### Stated exercise
Write out every line of the material again, starting at the line that contains "If you could point out the green flower" and ending at the line that contains "Target: green ovary". Add -86 to each coordinate in the answers, and leave all other lines unchanged.

### Information given
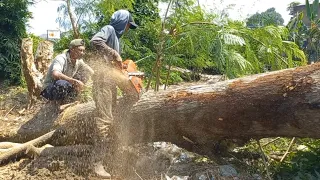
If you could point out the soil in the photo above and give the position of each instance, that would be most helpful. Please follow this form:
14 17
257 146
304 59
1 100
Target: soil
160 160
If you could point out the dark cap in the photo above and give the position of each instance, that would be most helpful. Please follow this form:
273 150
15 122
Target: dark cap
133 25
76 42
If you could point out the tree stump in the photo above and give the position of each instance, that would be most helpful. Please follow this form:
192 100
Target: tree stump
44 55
---
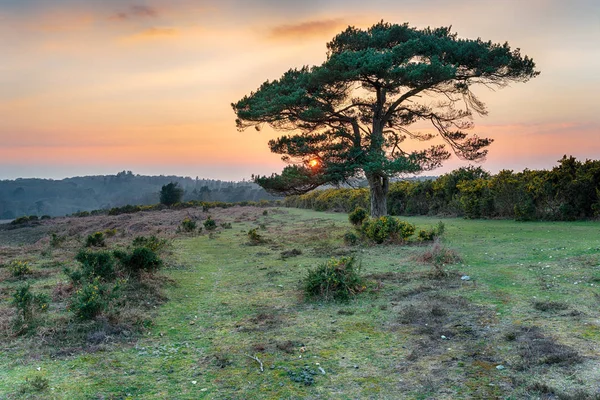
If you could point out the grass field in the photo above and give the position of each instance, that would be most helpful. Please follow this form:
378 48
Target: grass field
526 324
...
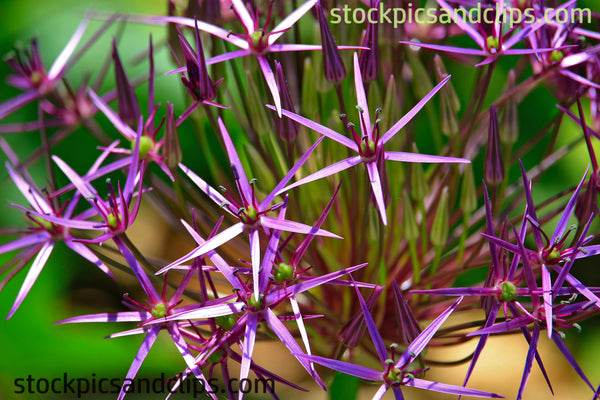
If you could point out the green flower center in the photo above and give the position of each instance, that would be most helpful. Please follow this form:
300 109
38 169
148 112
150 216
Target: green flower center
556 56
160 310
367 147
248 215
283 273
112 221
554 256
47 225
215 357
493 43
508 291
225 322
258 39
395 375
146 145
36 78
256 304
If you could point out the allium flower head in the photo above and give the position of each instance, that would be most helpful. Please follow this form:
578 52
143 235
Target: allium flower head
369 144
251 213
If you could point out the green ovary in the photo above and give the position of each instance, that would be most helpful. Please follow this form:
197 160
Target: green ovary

### Written solution
If you could point out the green flower center in the photo above and give the position of each instance, that would be most helpful. Please follow this form:
300 109
38 169
148 112
150 216
Target: green flower center
470 -30
74 224
281 61
162 129
197 187
26 135
468 170
-39 139
129 271
407 -43
422 205
139 236
172 -47
309 289
60 59
-50 -8
170 218
If you could point out the allium flower head in the photo above and give the position of each instance, that would be most helpful. Please follow this form:
578 52
143 235
Target: allium flower head
283 58
165 127
If you could point out the green ovary in the photo above and give the position of each instance, that would be most helpful. Please follow this form:
197 160
Target: green ovary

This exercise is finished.